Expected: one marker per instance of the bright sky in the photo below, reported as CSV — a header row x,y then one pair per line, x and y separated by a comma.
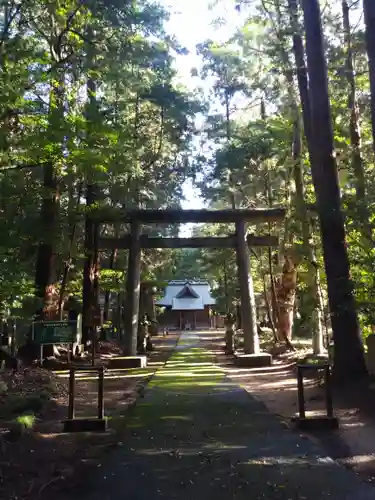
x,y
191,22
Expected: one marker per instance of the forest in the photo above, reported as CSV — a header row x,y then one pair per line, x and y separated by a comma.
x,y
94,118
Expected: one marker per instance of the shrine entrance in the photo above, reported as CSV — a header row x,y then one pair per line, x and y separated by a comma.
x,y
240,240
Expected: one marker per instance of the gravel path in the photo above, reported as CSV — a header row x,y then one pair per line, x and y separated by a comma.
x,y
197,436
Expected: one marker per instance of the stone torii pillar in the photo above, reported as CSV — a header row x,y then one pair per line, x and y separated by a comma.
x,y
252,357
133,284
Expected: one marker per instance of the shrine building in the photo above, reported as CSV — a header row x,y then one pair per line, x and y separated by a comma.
※
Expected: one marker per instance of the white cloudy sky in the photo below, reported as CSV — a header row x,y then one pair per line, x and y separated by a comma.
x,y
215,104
※
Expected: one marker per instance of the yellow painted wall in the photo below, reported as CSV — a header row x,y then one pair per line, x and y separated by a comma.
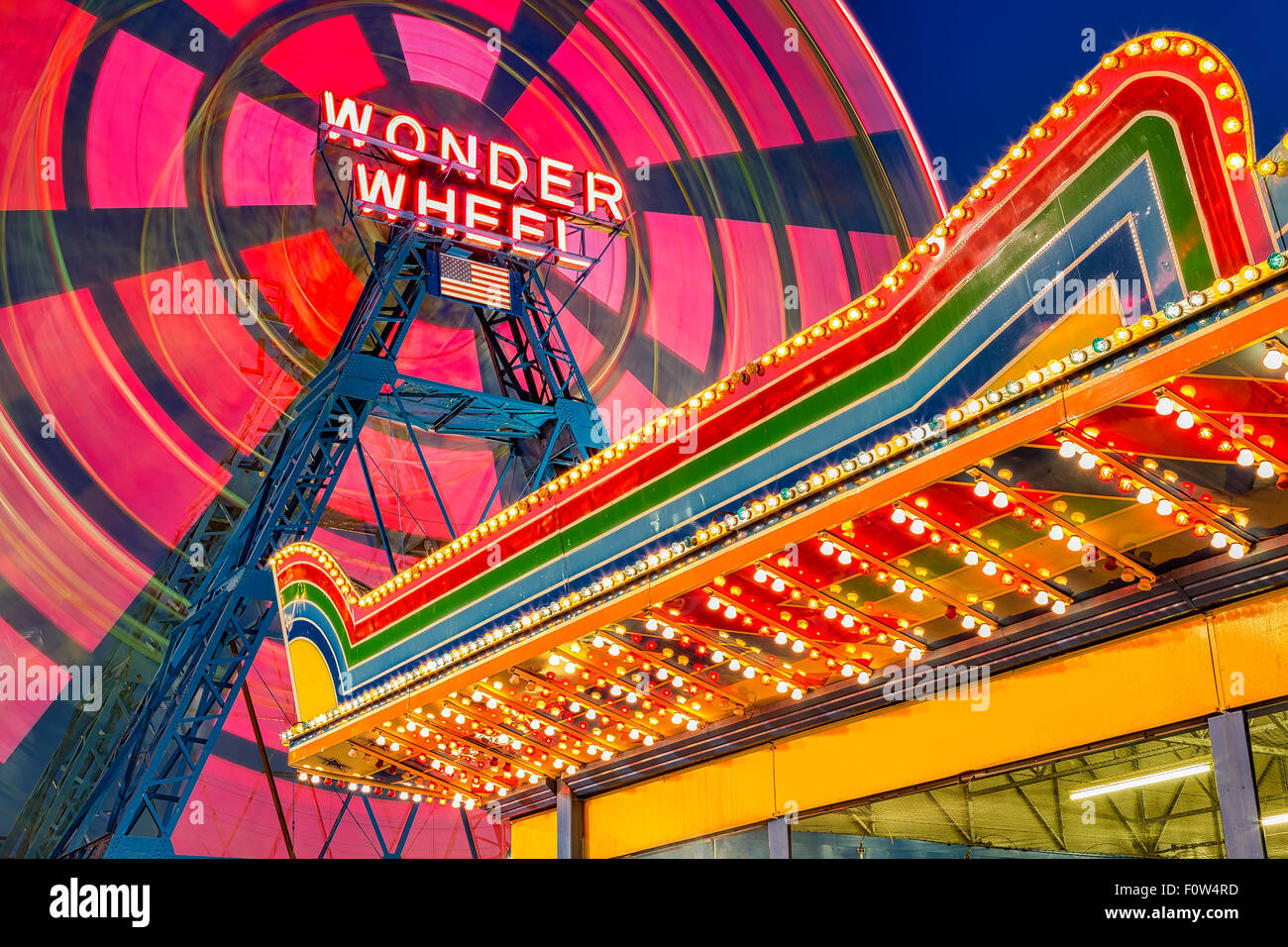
※
● **The task**
Send back exactly the lines of the listing above starting at the one with "Expected: one marker per instance of the stone" and ending at the one with "Expected: one marker per instance of the shrine building", inclusive, and no others.

● **Expected answer**
Expected: one marker per instance of the stone torii pillar in the photo above, reported as CSV — a header row x,y then one pair per line, x and y separated by a comma.
x,y
252,357
133,284
Expected: one marker per instance of the shrine building in the photo above, reported as CSV — a header row x,y then one pair per line, x and y separated by a comma.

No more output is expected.